» **DESCRIPTION OF THE TASK**
For the data below, please report each line where the word "Referring" is found.

» **DATA FOR ANALYSIS**
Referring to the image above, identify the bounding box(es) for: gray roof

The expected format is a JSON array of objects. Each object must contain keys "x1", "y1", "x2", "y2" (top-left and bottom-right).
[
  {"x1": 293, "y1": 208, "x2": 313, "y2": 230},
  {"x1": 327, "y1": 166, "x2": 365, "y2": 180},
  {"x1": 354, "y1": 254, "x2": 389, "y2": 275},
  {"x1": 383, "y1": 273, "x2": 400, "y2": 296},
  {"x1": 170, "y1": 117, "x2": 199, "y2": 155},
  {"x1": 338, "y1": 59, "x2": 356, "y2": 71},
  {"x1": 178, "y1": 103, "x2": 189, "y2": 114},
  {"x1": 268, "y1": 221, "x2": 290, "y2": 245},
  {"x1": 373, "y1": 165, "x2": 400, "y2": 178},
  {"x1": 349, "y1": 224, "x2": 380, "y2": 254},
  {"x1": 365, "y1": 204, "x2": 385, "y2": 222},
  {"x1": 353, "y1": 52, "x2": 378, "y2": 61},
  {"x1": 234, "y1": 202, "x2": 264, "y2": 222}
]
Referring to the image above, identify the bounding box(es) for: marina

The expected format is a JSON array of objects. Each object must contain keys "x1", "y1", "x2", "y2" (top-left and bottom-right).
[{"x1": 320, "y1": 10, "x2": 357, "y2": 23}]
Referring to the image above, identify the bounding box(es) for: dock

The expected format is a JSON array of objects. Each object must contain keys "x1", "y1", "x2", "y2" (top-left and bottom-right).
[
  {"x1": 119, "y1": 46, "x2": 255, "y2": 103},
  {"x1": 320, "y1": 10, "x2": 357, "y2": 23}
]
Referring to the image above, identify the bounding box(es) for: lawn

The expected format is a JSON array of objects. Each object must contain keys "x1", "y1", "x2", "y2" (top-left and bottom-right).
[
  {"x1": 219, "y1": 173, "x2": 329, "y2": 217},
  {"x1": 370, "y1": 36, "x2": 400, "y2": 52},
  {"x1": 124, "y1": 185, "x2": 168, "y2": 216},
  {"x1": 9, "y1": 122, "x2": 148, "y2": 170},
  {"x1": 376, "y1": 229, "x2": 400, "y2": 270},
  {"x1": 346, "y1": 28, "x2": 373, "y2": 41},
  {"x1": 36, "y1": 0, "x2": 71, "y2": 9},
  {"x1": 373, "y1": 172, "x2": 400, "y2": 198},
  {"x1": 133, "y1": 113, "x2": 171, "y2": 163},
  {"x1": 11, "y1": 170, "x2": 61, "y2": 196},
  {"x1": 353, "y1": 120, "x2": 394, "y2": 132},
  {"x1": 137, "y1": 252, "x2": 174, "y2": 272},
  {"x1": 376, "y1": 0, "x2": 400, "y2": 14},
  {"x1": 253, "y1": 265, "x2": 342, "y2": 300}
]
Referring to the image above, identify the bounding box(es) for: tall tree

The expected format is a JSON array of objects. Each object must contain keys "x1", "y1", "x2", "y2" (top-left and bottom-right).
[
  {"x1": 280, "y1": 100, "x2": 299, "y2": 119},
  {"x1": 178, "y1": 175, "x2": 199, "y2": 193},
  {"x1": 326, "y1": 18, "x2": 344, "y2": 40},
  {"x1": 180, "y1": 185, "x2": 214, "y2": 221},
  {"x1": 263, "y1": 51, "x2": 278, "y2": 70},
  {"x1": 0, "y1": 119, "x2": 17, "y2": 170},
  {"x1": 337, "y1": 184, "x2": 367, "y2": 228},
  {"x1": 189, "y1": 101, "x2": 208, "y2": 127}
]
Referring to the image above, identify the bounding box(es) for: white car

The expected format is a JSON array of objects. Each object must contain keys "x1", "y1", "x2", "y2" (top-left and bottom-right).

» **EXPECTED ANSWER**
Referring to the image above, identify the bounding box(es) for: gray roof
Referring to the image above, identify the bounding box(es) for: marina
Referring to the image above, identify the bounding box(es) for: dock
Referring to the image above, identify the bounding box(es) for: lawn
Referring to the image above, identify the bounding box(es) for: tall tree
Referring to the image above, identify the bounding box(es) for: white car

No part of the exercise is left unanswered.